> **Consegna e requisiti**:
Scrivi il seguito del testo su don Divo e la sua vita a Casa San Sergio, partendo dall'ultima frase riportata.

> **Testo fornito**:
↓
La sua giornata di Casa San Sergio, piccola casa sui colli fiorentini nella quale ha vissuto dal 1956 fino alla morte, è stata scandita da un ritmo di preghiera, di silenzio, di meditazione, di ascolto. I suoi Diari spirituali, alcuni dei quali editi, sono dei veri e propri inni di amore e trattati di teologia – certo non sistematica: Dio appare come il grande amato, il grande ricercato, il senso stesso della vita e del mondo.

E in questo silenzio, in questo isolamento (don Divo è stato molto amato dai suoi affezionati lettori, dai suoi figli spirituali, dagli amici, dai religiosi in conventi e monasteri, ma ignorato dal mondo accademico), ci appare chiaro come il messaggio così cristologico e trinitario di don Divo possa essere il centro di una ripresa vitale della Chiesa, che con Giovanni Paolo II prima e con Benedetto XVI ora, richiama la cristianità ai propri doveri e responsabilità davanti ad un mondo secolarizzato e abbruttito dalla violenza. “Aprite le porte a Cristo!” è il grido che in don Divo ha un assoluto rilancio, proprio perché così lungamente meditato, un grido che può contribuire a dare luce e sale alla cristianità in Europa e nel mondo.
↑
> **Dati raccolti**:
↓
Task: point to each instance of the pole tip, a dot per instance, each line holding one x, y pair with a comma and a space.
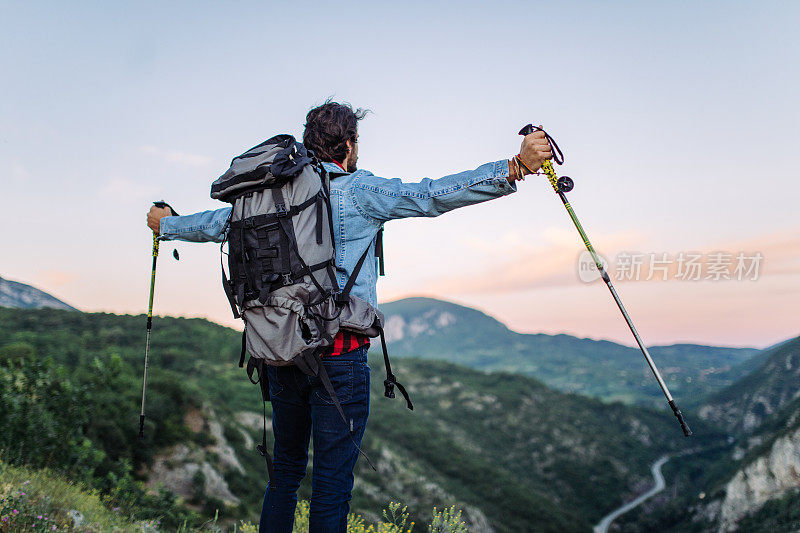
↑
> **Risultato dell'esercizio**:
Don Divo è stato un uomo che ha dedicato tutta la vita a far conoscere agli uomini la bellezza della Verità contemplata nella fede. Passionale e forte, dolce e paterno, solitario e uomo di fede incrollabile, monaco e predicatore al tempo stesso, insofferente alle mode e capace con una parola di illuminare un’intera esistenza… tutto questo è stato don Divo Barsotti. Lascia dietro di sé scritti, libri e pagine che testimoniano la sua straordinaria esperienza di Dio, lascia una Comunità di anime consacrate, lascia tanti solchi aperti e pronti ad essere fecondati di nuovo dalla Sapienza divina.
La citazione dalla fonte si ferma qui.